■ **Письменное задание 1**
Какие промежутки времени названы в воспоминаниях о Василии Николаевиче Лиманкине там, где речь идет о времени после его кончины? Перечислите их все.
■ **Письменное задание 2**
Продолжите воспоминания о Василии Николаевиче Лиманкине, начав сразу после последнего приведенного предложения.

Он шел по жизни с улыбкой
И снится, и вспоминается мне бывший заведующий отделом писем нашей районной газеты Василий Николаевич Лиманкин. После его кончины прошли уже не дни, не недели, не месяцы, а годы. И, странное дело, когда человек жил среди нас, о нем почему- то не думалось. Периодически разговаривали по телефону. Иногда встречались за выпивкой. Но ни снов, ни воспоминаний и в помине не было. Считалось все нормально – ну и слава Богу.
А теперь вот сны и воспоминания тревожат. И память какая-то непоследовательная. А все какими-то беспорядочными кусками, часто смешными, нелепыми картинками. И становится горько на душе, что очень много друг другу недодали, не сказали, не утешили, когда беда приходила.

(Записи для определения позиций)
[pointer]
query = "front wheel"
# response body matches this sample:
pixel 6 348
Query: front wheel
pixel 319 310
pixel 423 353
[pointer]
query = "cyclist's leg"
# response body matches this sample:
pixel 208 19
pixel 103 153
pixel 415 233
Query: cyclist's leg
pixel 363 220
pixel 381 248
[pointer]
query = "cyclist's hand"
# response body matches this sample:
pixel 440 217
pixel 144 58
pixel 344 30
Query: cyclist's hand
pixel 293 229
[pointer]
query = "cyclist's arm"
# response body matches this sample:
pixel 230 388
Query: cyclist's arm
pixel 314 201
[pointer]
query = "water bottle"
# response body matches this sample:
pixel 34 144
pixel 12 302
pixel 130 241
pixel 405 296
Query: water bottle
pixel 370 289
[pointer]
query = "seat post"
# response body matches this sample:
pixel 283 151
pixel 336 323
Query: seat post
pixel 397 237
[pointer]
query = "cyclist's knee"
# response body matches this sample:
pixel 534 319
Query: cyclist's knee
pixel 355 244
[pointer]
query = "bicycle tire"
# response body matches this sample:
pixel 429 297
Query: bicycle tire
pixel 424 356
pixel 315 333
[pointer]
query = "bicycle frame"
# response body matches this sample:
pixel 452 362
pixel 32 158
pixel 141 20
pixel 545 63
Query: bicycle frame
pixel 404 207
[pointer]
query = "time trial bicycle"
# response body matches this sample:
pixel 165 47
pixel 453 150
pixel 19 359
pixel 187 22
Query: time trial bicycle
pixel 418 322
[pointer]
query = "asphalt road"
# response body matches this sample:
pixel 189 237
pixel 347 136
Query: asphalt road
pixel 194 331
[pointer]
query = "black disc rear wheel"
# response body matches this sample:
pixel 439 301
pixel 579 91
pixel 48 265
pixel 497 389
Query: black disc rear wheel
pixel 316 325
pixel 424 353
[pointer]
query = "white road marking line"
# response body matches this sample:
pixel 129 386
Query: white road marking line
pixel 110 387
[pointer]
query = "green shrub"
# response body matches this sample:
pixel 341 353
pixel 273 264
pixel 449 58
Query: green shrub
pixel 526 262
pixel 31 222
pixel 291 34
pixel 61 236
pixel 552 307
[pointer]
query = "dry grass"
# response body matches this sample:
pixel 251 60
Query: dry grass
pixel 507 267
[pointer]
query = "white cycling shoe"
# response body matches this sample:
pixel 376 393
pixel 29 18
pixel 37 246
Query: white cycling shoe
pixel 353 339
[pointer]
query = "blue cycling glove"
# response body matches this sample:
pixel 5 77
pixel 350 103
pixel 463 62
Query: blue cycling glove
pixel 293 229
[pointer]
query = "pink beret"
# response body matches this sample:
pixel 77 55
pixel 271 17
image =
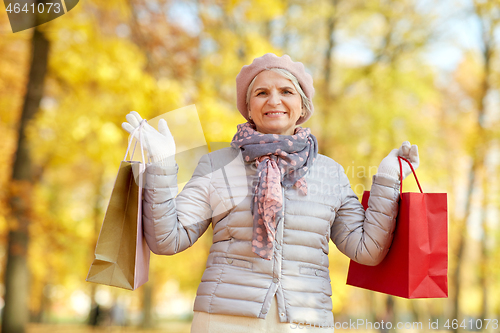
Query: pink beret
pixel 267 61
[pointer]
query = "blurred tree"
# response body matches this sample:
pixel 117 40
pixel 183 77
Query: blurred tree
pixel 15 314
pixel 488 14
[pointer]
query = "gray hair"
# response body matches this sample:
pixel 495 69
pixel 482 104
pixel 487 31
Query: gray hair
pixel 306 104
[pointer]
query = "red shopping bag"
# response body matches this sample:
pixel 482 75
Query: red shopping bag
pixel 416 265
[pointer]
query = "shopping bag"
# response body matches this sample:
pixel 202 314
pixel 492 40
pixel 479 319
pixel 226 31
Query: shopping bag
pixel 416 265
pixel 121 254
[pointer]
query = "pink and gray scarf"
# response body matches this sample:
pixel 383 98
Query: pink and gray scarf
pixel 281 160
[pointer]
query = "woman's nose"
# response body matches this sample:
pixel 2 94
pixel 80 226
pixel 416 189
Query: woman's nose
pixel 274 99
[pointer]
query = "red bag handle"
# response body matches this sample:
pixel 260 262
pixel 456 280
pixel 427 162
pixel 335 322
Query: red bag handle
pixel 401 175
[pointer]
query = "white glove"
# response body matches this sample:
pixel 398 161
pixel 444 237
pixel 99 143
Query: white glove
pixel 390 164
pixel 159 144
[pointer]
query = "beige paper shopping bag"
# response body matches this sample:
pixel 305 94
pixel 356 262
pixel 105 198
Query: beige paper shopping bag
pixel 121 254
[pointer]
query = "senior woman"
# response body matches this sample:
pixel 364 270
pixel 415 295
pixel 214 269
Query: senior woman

---

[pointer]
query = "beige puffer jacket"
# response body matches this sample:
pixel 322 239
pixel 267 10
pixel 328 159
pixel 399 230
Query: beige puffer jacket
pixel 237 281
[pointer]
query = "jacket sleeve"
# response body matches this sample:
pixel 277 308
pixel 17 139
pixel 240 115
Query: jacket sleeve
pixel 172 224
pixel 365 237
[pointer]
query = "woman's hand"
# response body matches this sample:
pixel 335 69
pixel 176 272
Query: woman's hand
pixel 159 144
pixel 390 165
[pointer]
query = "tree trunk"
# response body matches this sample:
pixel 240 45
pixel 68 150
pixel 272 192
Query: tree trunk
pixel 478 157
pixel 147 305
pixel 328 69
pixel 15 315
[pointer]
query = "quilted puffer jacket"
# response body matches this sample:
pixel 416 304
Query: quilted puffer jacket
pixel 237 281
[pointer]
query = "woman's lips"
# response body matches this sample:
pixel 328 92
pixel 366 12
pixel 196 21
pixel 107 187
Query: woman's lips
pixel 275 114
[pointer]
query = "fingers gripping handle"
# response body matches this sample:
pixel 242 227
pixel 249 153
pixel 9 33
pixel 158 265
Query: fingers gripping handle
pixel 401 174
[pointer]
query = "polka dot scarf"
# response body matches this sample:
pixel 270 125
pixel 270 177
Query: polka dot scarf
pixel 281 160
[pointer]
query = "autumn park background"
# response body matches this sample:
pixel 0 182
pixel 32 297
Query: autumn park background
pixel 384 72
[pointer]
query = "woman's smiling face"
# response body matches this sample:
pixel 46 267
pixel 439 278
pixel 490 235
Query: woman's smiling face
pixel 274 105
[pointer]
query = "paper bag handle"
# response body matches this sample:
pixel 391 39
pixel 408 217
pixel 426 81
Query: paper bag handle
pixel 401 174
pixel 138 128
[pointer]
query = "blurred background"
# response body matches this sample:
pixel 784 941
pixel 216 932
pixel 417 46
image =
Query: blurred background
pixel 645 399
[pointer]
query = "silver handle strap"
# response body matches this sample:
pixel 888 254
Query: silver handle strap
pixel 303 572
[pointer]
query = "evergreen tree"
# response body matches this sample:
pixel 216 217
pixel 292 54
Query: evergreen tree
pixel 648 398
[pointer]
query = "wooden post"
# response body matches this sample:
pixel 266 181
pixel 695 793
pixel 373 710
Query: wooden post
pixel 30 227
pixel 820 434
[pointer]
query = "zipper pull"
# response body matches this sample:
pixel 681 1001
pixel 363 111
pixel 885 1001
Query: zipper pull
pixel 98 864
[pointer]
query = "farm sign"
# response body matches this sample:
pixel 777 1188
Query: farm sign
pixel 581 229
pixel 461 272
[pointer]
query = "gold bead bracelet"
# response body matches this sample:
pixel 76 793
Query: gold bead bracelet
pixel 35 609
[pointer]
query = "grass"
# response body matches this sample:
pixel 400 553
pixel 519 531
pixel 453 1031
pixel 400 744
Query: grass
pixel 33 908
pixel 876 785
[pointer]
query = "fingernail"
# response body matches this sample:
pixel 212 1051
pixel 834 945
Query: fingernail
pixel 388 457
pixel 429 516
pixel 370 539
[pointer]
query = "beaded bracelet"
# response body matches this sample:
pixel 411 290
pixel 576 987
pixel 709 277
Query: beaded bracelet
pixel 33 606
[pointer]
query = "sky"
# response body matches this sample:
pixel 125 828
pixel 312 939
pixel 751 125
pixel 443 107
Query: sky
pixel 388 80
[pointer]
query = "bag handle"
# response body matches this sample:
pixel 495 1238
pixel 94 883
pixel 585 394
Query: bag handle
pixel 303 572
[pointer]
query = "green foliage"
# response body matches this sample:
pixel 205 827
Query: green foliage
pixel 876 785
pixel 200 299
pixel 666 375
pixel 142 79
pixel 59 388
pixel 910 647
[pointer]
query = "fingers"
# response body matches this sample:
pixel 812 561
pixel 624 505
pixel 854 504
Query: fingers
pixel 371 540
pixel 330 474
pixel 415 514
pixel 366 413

--

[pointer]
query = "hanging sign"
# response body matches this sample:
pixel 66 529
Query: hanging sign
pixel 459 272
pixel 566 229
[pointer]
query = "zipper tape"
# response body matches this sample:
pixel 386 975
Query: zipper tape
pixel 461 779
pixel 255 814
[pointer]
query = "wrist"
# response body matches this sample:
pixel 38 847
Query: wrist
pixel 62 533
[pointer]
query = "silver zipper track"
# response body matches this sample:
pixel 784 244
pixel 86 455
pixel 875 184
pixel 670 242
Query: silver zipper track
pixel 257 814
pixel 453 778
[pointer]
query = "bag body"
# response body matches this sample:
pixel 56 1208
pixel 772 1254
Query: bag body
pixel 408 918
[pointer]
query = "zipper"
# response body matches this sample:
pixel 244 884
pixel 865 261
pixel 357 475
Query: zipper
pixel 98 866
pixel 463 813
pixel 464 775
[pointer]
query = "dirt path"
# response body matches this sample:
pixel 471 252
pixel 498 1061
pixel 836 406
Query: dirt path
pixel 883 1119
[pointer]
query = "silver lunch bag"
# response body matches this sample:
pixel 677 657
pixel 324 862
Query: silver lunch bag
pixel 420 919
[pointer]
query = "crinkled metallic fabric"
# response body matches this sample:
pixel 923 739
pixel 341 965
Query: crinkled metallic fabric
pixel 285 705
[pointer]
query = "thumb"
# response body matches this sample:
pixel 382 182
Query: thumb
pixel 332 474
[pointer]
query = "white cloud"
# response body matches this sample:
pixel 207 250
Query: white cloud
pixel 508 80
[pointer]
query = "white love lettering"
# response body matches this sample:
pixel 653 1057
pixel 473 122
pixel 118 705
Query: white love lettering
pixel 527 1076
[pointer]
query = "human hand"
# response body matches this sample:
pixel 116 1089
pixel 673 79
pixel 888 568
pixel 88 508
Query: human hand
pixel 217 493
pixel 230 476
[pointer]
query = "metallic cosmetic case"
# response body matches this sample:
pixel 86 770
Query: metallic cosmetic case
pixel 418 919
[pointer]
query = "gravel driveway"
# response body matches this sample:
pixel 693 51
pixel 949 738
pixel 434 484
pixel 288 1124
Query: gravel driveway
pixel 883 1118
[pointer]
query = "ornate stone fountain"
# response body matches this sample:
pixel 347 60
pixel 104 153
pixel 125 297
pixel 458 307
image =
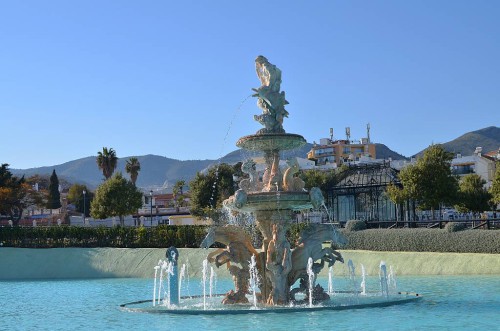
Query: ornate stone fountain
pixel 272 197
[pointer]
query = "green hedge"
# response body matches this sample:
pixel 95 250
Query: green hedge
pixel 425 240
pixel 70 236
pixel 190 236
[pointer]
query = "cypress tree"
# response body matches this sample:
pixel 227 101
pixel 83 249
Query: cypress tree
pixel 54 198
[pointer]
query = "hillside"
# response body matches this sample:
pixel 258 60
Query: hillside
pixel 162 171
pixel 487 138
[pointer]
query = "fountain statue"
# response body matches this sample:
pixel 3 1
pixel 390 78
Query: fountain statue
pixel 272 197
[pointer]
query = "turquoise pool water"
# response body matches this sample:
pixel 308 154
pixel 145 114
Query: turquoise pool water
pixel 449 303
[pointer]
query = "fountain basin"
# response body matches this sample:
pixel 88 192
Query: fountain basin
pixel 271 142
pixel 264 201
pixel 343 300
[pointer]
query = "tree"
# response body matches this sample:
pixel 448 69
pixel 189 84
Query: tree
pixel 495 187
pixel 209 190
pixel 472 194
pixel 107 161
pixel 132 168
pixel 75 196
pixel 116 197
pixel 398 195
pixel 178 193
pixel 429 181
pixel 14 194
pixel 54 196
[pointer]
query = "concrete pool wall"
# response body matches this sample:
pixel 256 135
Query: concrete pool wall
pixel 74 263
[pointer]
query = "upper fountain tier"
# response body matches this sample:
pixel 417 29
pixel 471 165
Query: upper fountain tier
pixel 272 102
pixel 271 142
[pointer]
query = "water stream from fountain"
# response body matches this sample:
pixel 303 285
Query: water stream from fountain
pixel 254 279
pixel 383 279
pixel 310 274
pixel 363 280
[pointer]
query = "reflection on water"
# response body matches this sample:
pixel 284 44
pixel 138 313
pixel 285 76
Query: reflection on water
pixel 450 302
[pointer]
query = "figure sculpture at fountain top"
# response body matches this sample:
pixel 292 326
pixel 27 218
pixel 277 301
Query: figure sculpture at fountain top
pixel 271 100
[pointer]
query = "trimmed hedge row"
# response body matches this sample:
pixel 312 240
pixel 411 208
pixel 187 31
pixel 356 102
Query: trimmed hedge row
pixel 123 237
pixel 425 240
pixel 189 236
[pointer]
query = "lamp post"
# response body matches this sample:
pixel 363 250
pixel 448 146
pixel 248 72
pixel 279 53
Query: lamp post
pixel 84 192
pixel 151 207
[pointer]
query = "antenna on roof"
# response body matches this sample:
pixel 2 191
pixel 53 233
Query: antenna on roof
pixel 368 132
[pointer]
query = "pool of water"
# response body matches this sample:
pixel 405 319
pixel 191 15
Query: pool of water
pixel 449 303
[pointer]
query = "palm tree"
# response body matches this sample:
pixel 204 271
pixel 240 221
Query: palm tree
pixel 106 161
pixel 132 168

■ **Ожидаемый ответ 1**
дни, недели, месяцы, годы

■ **Ожидаемый ответ 2**
Близкое знакомство с Василием Николаевичем началось в мой первый день работы в калачеевской газете. С утра Лиманкин ездил в Ширяево. Накануне там были торжества по случаю приезда в село Героя Советского Союза Ивана Дмитриевича Лихобабинаэ. Ширяевцы своему знатному земляку – герою-летчику – устроили торжественный прием. Была встреча в Доме культуры. Василий Николаевич успел к утру написать репортаж и отправился с готовым текстом к родственникам Героя, где он остановился.
Материал Иван Дмитриевич прочитал, похвалил автора, и Василий Николаевич, возвратившись, посвятил меня во все подробности ширяевских торжеств.
Мне еще до прихода в калачеевскую редакцию приходилось слышать,что Лиманкин водку не пьет. Редкое по тогдашним временам явление.
И оказалось, что это действительно так. Не одно десятилетие, сидели мы, разделенные утлой стенкой,сквозь которую было буквально все слышно. Ни разу не пришлось быть свидетелем его выпивки. И ни разу наш Лиманкин не был инициатором «обмывания» чего-нибудь, или банальной «организации» на троих просто без всякого повода. А потому, что захотелось.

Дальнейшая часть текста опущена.